En somme, en partant ici de l’histoire du mot, on arrive très naturellement à cette alchimie politique très particulière qui veut dépasser le nationalisme et le socialisme classiques en usant pour premier moyen de la violence et de la glorification de l’italianité, d’un sentiment ethnique. Sa première expression violente essentielle dans la marche vers le pouvoir, c’est le squadrisme, terme qui renvoie à la pratique des équipes fascistes (squadre, le terme est repris) qui font régner la violence. Le squadrisme est une action-directe antisocialiste. Il s’agit donc d’allier une revendication populaire et révolutionnaire à une action contre-révolutionnaire et une pensée d’extrême droite. C’est un contre-coup direct de la Révolution d’octobre et un effet de miroir. C’est en conséquence de 1917 que l’extrême droite européenne passe d’un discours prônant le rétablissement d’un ordre conservateur ancien à un discours qui se dit « révolutionnaire » et prône la création d’un « homme nouveau ».
Le fascisme comme césarisme ultra
Au départ Mussolini n’est qu’un membre du Comité Central des faisceaux de combat, ce n’est en rien l’homme du slogan « le Duce a toujours raison ». De même, l’obéissance n’est pas au départ entendu comme un aveuglement. Le programme de 1919 réclame le droit de vote et l’éligibilité des femmes. Cela reste une revendication des femmes fascistes jusqu’à ce que Mussolini supprime le parlementarisme en 1926 (le droit ne sera reconnu en Italie qu’en 1946). C’est justement ce point du culte du chef qui a le plus souvent permis d’user du mot « fascisme » de manière passe-partout et péjorative. Ainsi, en France, les affiches gaullistes et communistes se renvoyaient l’épithète de fasciste (en particulier en l’attaquant sur la thématique du culte du chef militaire ; L’Encyclopédie soviétique définissait ainsi de Gaulle comme « général fasciste »).
Cette vision des masses et de leur rapport au Chef a pu même produire des problèmes historiographiques. Ainsi l’historien italien Renzo de Felice a-t-il fait scandale en Italie en publiant une biographie de Mussolini en deux tomes en 1974 et 1975. Jusque là le consensus historique italien affirmait que le fascisme avait été une dictature imposée par un groupe d’aventuriers : les Italiens étaient censés n’avoir aucunement adhérés au régime et à son idéologie. Le poids des idées marxistes faisaient qu’il était inacceptable de considérer que les prolétaires aient pu adhérer au fascisme : seul était en cause le Grand capital. Or Renzo de Felice a montré l’adhésion des masses au fascisme, le fait qu’elles crurent très longtemps en son idéologie et la portèrent. Il a été accusé d’être lui même un fasciste, de chercher à le réhabiliter. Si les réactions furent si violentes c’est aussi qu’il soulevait, sans l’avoir voulu, un problème : si les masses avaient adhéré au fascisme elles pouvaient adhérer au néo-fascisme, or l’extrême droite néo-fasciste avait alors connue une montée électorale. On considéra donc que les ouvrages de De Felice signifiait aussi la possibilité d’un retour du fascisme et « malheur au porteur de la mauvaise nouvelle » accusé de chercher à la provoquer en légitimant la propagande néo-fasciste. En France, au début des années 1970, les étudiants maoïstes, perturbaient les cours du « fasciste » Marc Ferro : parler du fascisme autrement qu’en jugement moral était se disqualifier. Aujourd’hui encore il est possible d’être soupçonné quand on s’intéresse aux fascismes, quant on travaille sur l’adhésion à ceux-ci. Ne pas travailler sur telle ou telle victime en lieu et place serait le signe d’une fascination.

+--

▸ **Défi A**
Dans l'extrait sur le fascisme, en quelles années Renzo de Felice a-t-il publié sa biographie de Mussolini ?
▸ **Défi B**
Relevez toutes les personnes désignées par leur nom dans l'extrait sur le fascisme.
▸ **Défi C**
Poursuivez, s'il vous plaît, l'extrait sur le fascisme à partir de sa dernière phrase.
Les lignes ci-dessous n'entrent pas en jeu ici.

+--

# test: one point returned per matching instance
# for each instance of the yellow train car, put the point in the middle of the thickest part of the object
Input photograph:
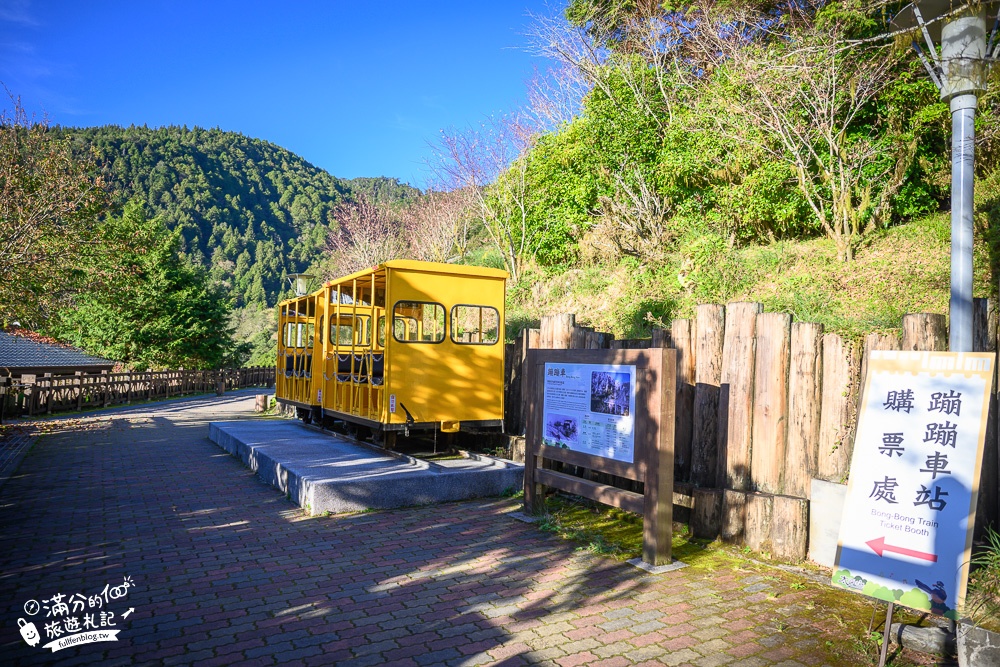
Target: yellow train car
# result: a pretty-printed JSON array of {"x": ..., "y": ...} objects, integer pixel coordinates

+--

▸ **Résultat A**
En 1974 et 1975, en deux tomes.

▸ **Résultat B**
- Mussolini
- de Gaulle
- Renzo de Felice
- Marc Ferro

▸ **Résultat C**
Par-delà les polémiques, De Felice a imposé une grille analytique aux historiens : la distinction entre fascisme-mouvement, au discours révolutionnaire et recrutant dans les classes moyennes, et fascisme-régimes, jouant le jeu des forces conservatrices et des élites traditionnelles. Ce distinguo est fondamental pour comprendre le fascisme et ses contradictions externes. Il amène aussi à comprendre un autre point que soulève De Felice : le fascisme n’est en rien, même dans son fonctionnement d’Etat, monolithique. Il y a de nombreux fascismes, de nombreux fascistes, et bien moins que d’être un César-Dieu le Duce est celui qui ordonne et équilibre la dialectique entre ces forces en étant leur élément commun et leur arbitre reconnu.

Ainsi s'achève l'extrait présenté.